= What you are asked to do =
Copy each line of the data below, character for character.

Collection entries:
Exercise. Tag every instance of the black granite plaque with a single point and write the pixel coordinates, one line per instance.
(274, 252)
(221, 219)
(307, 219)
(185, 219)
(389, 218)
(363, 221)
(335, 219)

= Response to this exercise =
Exercise. Tag every instance of the black granite plaque with a single point and write the pixel coordinates, one line per instance.
(274, 252)
(221, 219)
(307, 219)
(185, 219)
(389, 218)
(363, 221)
(335, 219)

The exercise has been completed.